--- SHORT PROBLEM ---
Please render every line of the data below as a JSON list of strings, one string per line, with blank lines omitted.

[Excerpts of pointing data]

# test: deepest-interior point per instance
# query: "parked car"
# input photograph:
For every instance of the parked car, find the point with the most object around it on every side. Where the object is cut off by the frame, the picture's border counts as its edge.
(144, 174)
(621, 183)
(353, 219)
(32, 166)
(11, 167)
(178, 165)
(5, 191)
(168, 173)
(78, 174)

--- RESULT OF THIS TASK ---
[
  "# test: deepest-interior point per instance",
  "# query: \"parked car\"",
  "# input photograph:",
  "For every instance of the parked car, find the point with the most object around it on every side. Where the object is cut off by the frame, the picture's border counts as its edge.",
  "(144, 174)",
  "(621, 183)",
  "(353, 219)",
  "(32, 166)",
  "(11, 167)",
  "(178, 165)",
  "(5, 191)",
  "(168, 173)",
  "(78, 174)"
]